• Instructions to follow: Repeat only the lines from the one holding "Tag each instance of the rear door window" down to the last line of the listing below, including both of those lines.

• Task data:
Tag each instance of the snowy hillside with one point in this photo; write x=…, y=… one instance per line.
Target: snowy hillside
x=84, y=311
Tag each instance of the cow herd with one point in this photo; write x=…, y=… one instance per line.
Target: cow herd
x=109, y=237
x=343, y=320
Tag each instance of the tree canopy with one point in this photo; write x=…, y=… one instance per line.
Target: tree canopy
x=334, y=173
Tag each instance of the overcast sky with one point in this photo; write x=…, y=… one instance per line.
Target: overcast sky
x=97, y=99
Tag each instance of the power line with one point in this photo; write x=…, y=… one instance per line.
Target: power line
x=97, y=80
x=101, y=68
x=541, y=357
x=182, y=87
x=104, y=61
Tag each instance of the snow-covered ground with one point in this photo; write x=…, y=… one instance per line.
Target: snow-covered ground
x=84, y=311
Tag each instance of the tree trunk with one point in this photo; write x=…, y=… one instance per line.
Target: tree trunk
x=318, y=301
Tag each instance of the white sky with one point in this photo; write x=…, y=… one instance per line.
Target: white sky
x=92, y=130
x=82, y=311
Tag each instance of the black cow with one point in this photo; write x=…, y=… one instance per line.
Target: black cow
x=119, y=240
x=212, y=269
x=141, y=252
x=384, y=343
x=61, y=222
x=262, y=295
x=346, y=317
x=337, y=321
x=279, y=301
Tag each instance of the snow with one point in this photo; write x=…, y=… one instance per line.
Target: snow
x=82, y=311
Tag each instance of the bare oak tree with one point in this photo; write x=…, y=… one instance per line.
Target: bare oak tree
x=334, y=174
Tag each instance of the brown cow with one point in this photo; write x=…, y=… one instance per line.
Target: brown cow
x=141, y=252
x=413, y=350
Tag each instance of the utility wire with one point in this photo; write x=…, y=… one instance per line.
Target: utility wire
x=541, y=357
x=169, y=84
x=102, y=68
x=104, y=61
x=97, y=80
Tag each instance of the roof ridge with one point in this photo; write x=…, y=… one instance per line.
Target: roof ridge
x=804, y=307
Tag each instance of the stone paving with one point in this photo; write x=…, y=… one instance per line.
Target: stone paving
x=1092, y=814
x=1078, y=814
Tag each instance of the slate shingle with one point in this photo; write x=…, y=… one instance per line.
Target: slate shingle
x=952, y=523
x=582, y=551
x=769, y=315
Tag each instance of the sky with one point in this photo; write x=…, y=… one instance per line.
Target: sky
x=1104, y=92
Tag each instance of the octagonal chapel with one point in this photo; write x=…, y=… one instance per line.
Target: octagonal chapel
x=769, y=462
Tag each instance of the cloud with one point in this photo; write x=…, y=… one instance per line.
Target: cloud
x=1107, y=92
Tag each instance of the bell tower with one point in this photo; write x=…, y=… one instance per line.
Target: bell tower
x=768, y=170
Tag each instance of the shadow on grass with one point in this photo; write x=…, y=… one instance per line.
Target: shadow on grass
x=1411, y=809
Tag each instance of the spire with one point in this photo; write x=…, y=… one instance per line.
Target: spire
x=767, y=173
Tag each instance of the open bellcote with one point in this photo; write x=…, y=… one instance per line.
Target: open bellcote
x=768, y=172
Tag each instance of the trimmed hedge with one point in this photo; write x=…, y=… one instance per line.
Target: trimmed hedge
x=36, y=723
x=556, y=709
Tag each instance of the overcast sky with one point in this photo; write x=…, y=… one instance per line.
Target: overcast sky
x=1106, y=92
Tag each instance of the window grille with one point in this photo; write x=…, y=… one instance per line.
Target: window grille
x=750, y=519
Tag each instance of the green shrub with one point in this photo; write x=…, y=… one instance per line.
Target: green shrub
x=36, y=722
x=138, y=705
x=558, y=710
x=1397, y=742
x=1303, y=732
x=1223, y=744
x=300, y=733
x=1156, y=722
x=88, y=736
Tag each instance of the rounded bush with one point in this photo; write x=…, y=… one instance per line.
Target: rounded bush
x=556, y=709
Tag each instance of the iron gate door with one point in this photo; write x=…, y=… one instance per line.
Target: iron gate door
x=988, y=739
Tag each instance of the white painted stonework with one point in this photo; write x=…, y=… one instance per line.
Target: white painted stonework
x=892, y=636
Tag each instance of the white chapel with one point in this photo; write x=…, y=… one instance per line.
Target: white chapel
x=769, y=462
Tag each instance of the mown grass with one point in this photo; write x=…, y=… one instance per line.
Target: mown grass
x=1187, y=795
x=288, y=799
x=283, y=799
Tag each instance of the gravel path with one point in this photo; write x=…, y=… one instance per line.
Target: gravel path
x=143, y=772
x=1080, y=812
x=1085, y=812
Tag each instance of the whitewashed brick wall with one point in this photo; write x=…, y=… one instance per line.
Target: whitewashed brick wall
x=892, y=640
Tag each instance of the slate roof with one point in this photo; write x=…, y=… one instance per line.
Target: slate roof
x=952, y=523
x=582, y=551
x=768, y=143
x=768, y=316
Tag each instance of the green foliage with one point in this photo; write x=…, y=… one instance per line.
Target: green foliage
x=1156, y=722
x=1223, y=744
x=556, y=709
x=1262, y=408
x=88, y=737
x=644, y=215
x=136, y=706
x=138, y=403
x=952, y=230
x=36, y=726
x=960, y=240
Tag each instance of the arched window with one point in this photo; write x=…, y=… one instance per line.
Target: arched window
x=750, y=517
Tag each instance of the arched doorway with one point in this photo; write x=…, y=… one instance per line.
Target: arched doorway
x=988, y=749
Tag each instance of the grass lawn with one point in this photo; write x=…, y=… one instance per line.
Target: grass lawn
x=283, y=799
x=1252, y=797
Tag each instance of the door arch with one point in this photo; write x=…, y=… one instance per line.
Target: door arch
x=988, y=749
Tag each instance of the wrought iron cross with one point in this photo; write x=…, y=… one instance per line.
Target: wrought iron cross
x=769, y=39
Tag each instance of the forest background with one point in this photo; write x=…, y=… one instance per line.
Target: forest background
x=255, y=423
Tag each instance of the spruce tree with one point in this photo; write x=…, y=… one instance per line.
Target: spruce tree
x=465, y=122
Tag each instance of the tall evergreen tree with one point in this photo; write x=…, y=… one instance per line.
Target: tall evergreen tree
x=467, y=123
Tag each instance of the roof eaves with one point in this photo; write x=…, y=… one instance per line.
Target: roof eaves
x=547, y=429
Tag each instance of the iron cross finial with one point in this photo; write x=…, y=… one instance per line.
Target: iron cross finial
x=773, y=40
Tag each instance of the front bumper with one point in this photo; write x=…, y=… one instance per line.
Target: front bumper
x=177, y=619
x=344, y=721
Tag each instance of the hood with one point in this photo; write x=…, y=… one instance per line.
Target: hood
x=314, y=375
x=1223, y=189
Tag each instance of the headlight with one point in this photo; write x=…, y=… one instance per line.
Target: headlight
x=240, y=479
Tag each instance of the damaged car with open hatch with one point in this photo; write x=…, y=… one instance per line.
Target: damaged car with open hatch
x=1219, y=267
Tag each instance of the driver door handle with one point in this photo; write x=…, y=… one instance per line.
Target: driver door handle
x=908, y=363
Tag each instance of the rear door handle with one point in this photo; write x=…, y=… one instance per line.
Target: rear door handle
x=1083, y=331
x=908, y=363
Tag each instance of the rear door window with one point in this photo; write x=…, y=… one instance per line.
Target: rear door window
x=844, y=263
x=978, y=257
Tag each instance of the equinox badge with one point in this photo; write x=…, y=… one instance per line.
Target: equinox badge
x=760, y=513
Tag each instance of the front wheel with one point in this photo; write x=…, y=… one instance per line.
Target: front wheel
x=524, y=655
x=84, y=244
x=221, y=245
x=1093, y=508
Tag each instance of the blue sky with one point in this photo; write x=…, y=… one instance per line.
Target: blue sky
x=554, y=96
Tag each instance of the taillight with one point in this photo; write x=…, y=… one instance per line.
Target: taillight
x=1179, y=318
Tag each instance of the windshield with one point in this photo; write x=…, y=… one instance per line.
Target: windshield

• Task response:
Tag each instance of the rear door window with one point in this photo; write x=…, y=… one instance per line.
Target: rear door window
x=844, y=263
x=978, y=257
Tag each instance of the equinox badge with one point in this photo; write x=…, y=… one instance per line.
Target: equinox badge
x=760, y=513
Tag each instance of the front wheel with one point in this photo; write x=…, y=… one instance per line.
Target: front wheel
x=524, y=655
x=84, y=244
x=221, y=245
x=1093, y=508
Tag each instance of the blue sky with one point in this photo; write x=…, y=… one instance per line.
Target: blue sky
x=554, y=96
Tag each instance of the taillight with one point in this photo; write x=…, y=… one instance per line.
Target: taillight
x=1179, y=318
Tag each instance of the windshield with one point in this photo; write x=…, y=… one instance per line.
Target: windshield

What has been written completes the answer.